**Task description**:
Copy the lines of the records below word for word, starting at the line containing "Mark the painted blue wall." and ending at the line containing "xmin=0 ymin=310 xmax=278 ymax=374", with both of those lines included.

───── Data shown

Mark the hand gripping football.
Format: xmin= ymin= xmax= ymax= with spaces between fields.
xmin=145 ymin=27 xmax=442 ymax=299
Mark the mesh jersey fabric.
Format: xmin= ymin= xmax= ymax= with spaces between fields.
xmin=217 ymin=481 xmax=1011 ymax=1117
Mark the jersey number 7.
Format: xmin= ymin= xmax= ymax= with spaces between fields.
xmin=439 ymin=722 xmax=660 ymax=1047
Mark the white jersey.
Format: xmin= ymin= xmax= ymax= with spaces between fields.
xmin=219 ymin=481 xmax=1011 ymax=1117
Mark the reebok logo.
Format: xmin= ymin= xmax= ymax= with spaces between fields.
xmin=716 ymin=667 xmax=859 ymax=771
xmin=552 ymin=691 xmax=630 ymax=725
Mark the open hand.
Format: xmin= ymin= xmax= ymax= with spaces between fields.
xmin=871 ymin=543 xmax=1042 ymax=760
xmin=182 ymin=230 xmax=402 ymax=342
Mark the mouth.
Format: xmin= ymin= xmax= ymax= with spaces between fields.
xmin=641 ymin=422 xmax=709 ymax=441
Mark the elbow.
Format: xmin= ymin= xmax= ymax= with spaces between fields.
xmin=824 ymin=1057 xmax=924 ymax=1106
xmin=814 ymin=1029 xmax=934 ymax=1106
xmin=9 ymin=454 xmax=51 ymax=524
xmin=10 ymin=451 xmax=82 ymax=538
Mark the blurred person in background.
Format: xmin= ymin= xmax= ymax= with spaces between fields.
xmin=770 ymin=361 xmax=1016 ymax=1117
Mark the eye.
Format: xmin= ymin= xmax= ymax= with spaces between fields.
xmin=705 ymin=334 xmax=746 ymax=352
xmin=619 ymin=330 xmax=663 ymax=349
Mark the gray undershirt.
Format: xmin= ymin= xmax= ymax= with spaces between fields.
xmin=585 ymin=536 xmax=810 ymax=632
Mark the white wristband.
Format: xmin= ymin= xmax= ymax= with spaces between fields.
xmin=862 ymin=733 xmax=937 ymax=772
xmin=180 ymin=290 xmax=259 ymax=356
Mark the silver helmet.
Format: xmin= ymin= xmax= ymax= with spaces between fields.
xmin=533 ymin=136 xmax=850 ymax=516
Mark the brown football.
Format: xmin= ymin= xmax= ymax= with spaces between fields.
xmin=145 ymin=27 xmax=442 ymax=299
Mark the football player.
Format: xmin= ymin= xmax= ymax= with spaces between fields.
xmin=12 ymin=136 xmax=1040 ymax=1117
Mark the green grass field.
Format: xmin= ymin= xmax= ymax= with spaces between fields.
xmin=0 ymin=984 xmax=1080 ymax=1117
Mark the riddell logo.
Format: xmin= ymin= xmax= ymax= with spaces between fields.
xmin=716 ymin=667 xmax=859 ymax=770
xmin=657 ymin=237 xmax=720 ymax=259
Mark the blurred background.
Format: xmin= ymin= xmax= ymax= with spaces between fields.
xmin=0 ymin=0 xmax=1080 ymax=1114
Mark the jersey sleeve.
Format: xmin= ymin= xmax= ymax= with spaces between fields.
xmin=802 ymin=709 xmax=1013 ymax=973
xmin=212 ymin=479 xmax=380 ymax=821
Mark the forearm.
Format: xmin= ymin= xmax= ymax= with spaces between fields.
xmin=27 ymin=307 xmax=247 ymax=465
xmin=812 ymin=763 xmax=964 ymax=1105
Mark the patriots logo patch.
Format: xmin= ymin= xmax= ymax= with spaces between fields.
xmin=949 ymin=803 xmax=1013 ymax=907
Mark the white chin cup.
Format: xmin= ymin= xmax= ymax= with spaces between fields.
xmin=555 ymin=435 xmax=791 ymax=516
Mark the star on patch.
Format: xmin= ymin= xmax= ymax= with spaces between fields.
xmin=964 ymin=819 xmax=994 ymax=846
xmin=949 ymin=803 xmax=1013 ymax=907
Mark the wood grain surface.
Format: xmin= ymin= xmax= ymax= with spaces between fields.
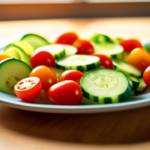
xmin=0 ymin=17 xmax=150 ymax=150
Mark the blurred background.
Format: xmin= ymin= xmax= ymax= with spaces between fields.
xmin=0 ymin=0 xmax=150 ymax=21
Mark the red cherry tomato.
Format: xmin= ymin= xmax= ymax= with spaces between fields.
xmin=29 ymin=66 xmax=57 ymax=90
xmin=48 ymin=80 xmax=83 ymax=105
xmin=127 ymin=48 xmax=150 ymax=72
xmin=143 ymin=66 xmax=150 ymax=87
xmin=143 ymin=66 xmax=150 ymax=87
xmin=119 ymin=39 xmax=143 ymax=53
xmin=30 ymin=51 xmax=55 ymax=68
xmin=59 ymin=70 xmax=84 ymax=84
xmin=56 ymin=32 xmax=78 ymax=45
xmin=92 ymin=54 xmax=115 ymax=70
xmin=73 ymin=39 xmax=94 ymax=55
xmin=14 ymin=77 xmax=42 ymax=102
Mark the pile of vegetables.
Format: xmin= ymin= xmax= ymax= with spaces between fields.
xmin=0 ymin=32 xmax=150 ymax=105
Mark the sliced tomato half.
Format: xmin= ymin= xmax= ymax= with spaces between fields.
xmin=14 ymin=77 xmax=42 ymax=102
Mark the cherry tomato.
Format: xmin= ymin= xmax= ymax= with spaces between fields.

──────────
───── Data shown

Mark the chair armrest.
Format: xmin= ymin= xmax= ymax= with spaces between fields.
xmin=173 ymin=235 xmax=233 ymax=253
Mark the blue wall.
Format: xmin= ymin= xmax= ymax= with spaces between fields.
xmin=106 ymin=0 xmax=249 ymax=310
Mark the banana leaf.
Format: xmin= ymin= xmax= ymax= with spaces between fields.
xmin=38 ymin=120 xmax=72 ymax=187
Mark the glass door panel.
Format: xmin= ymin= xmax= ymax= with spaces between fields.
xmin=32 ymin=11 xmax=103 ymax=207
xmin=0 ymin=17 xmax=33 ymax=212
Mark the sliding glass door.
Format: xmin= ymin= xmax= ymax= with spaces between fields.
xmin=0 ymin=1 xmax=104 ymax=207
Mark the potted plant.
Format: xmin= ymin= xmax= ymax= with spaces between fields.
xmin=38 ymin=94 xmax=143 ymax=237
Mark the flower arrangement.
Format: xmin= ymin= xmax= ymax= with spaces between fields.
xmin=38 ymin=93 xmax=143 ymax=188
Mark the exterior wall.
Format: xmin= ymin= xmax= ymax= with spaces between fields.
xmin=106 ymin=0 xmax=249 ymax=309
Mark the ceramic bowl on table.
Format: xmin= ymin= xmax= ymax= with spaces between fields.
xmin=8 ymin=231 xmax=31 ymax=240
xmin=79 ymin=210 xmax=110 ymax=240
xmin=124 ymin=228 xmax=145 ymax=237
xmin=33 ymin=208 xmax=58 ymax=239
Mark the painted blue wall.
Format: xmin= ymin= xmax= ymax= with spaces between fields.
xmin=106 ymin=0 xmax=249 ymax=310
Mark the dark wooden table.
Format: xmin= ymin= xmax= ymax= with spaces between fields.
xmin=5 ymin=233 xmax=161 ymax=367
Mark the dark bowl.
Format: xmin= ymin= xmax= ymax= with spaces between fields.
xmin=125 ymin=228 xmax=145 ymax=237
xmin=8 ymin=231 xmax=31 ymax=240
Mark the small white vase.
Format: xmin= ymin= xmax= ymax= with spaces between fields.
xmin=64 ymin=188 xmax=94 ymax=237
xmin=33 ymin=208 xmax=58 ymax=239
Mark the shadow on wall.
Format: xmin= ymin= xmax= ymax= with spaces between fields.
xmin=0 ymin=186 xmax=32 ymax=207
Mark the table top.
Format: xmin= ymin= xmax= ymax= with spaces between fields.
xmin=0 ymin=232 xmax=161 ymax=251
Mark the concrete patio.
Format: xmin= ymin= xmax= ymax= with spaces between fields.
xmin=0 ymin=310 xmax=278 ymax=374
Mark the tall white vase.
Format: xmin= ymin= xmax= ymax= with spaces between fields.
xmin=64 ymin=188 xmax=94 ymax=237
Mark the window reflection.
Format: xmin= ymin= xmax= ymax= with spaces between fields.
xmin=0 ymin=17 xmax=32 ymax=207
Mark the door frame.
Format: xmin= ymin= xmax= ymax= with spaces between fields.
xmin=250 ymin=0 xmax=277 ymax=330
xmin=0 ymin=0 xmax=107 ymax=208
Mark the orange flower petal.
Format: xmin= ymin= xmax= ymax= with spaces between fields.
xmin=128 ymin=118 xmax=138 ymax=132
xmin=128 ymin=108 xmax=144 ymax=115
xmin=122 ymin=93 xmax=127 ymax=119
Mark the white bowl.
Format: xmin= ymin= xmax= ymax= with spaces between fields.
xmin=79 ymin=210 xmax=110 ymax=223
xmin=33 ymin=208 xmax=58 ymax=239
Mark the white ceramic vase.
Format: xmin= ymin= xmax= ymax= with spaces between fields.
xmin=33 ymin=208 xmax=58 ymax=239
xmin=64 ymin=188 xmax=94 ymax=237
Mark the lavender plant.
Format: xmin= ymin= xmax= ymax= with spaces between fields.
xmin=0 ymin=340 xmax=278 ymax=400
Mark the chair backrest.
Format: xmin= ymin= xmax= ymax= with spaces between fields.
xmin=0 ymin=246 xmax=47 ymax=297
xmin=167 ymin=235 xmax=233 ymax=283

──────────

**Answer for this exercise**:
Mark the painted blue wall.
Format: xmin= ymin= xmax= ymax= with spaces between fields.
xmin=106 ymin=0 xmax=249 ymax=310
Mark the dark wooden table.
Format: xmin= ymin= xmax= ymax= with spaces between fields.
xmin=5 ymin=233 xmax=161 ymax=367
Mark the dark bowl.
Format: xmin= ymin= xmax= ymax= with spaces between fields.
xmin=125 ymin=228 xmax=145 ymax=237
xmin=8 ymin=231 xmax=31 ymax=240
Mark the small white vase.
Format: xmin= ymin= xmax= ymax= with spaces between fields.
xmin=64 ymin=188 xmax=94 ymax=237
xmin=33 ymin=208 xmax=58 ymax=239
Mark the shadow on wall.
Format: xmin= ymin= xmax= ymax= with spaces between fields.
xmin=0 ymin=186 xmax=32 ymax=207
Mark the table top.
Format: xmin= ymin= xmax= ymax= with spaces between fields.
xmin=0 ymin=232 xmax=161 ymax=251
Mark the concrete patio.
Format: xmin= ymin= xmax= ymax= with spaces between fields.
xmin=0 ymin=310 xmax=278 ymax=374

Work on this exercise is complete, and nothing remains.